> _Text provided_:

# Anyone who knows stuff about iPods and iTunes (I need help!)



## sam_1992 (Apr 1, 2007)

I'll give you the info, and see if you can try to help me. I'm a bit stuck.

So, my computer crashes, which means my iTunes gets deleted, and then I have to put music back from my iPod into iTunes (I have iTunes 4), which I did using directions from a site, now all my songs are back on.

Except, when I click on a song to play (specifically the ones I purchased from the iTunes Music Store), a window pops up saying I have to authorize my computer? and it tells me to type in my username and password, which I do. then, I clicked "OK" and the page redirects me to the Music store page where it advertises to update my iTunes to iTunes 7. 

When I try to go back and try to play my purchased songs, the window just pops up again....and again...what is happening? I did everything they tell me and all it brings me is to the page where it wants me to download the new updated iTunes, which I don't want to do because downloading things is what makes my Computer crash in the first place. :sigh: So...why isn't it authorizing and how can I get iTunes to play all my songs again? (And I know about the "can only authorize 5 computers" thing, but my account says I only have 2 authorizations....

please help if you can...I really don't want to lose any of my songs and I don't want to do anything with my iPod connected to my computer for fear I'll do something wrong and delete my entire song list.

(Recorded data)

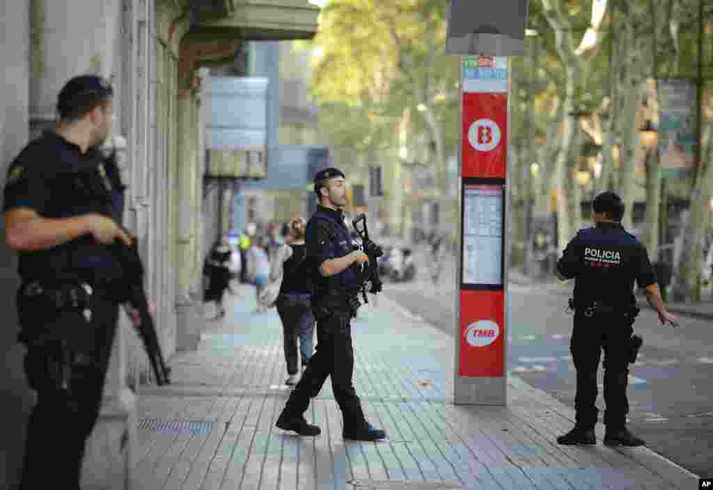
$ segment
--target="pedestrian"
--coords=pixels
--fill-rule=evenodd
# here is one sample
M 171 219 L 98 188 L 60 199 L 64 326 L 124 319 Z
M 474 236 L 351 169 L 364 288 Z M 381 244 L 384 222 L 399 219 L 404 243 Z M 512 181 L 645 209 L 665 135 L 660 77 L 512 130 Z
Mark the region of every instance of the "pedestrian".
M 314 316 L 310 298 L 312 278 L 307 269 L 304 229 L 307 222 L 296 217 L 288 223 L 289 245 L 283 245 L 275 256 L 270 271 L 273 281 L 282 276 L 276 305 L 282 322 L 284 360 L 287 366 L 286 385 L 297 385 L 298 372 L 297 341 L 302 370 L 307 368 L 312 355 L 314 337 Z
M 346 184 L 344 173 L 335 168 L 325 169 L 314 176 L 319 204 L 307 223 L 305 243 L 313 283 L 311 305 L 317 320 L 317 350 L 276 425 L 300 435 L 320 434 L 319 427 L 307 423 L 304 412 L 309 399 L 319 395 L 327 377 L 331 377 L 334 398 L 342 411 L 342 437 L 375 441 L 384 438 L 386 432 L 366 422 L 352 380 L 354 357 L 349 323 L 359 306 L 356 293 L 361 284 L 357 268 L 367 263 L 369 258 L 354 249 L 343 221 Z
M 264 313 L 267 308 L 260 302 L 262 290 L 270 283 L 270 259 L 267 246 L 270 239 L 260 236 L 247 251 L 247 278 L 255 286 L 255 302 L 257 305 L 255 313 Z
M 16 301 L 37 402 L 28 420 L 20 489 L 78 490 L 85 442 L 98 418 L 123 273 L 110 245 L 122 229 L 123 190 L 111 132 L 113 90 L 93 75 L 60 90 L 59 121 L 10 165 L 5 236 L 19 256 Z
M 232 251 L 227 237 L 223 236 L 213 244 L 205 259 L 208 287 L 205 291 L 203 301 L 205 303 L 215 302 L 217 311 L 214 320 L 225 316 L 223 298 L 225 296 L 225 290 L 230 287 L 231 255 Z
M 436 235 L 434 232 L 433 239 L 431 242 L 431 281 L 436 286 L 438 283 L 438 278 L 441 277 L 441 272 L 443 268 L 443 238 L 441 235 Z
M 604 350 L 604 444 L 641 446 L 643 440 L 626 427 L 626 396 L 632 325 L 638 308 L 635 281 L 645 289 L 662 325 L 678 325 L 666 311 L 646 248 L 621 225 L 624 203 L 615 192 L 602 192 L 592 203 L 595 226 L 580 230 L 557 262 L 561 280 L 575 280 L 574 329 L 570 344 L 577 371 L 574 429 L 557 438 L 563 444 L 596 444 L 598 410 L 597 370 Z
M 237 239 L 237 246 L 240 251 L 240 262 L 243 264 L 247 262 L 247 251 L 252 246 L 252 237 L 255 235 L 255 224 L 248 223 L 245 231 L 240 234 Z M 240 282 L 247 282 L 247 267 L 243 266 L 240 270 Z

> _Requirement 1_:
For each statement, say whether it agrees with the iTunes forum post. Answer yes or no, and quote the words from the post that decide it.
(a) The poster is running iTunes 4.
(b) The poster's account shows five authorizations in use.
(c) After the poster enters a username and password and clicks "OK", a page promoting iTunes 7 appears.
> _Requirement 2_: According to the iTunes forum post, why does the poster refuse to download the updated version of iTunes?
> _Requirement 3_: Pick up the iTunes forum post after its final sentence and continue it.

> _Answer 1_:
(a) Yes: "(I have iTunes 4)"
(b) No: "my account says I only have 2 authorizations"
(c) Yes: "the page redirects me to the Music store page where it advertises to update my iTunes to iTunes 7"

> _Answer 2_: The poster does not want to download the update because, in the poster's words, "downloading things is what makes my Computer crash in the first place."

> _Answer 3_:
----------



## sam_1992 (Apr 1, 2007)

If you could help me in any way, I'd REALLY appreciate it!  And if you don't know how I can solve the authorization problem, maybe tell me a better way to get my songs off of my iPod and into iTunes (without downloading stuff)...?

I'll try to give you the information if you need any more.


----------



## 1 g0t 0wn3d (Jan 31, 2007)

download 7


----------



## sinclair_tm (Mar 11, 2005)

well, 1st off, this is the wrong place to ask for help, so i'll be moving it to the gadget support section. 2nd, the only way to get your itunes authorized to play your music store songs is by downloading the new version, as version 4 is too old to work with the current store. its either that, or you have permissions so screwed up in windows that itunes can write a settings file that it needs to in order to know that it is authorized to play your songs. which means that we need to go back to why your computer died in the 1st place, and get that fixed.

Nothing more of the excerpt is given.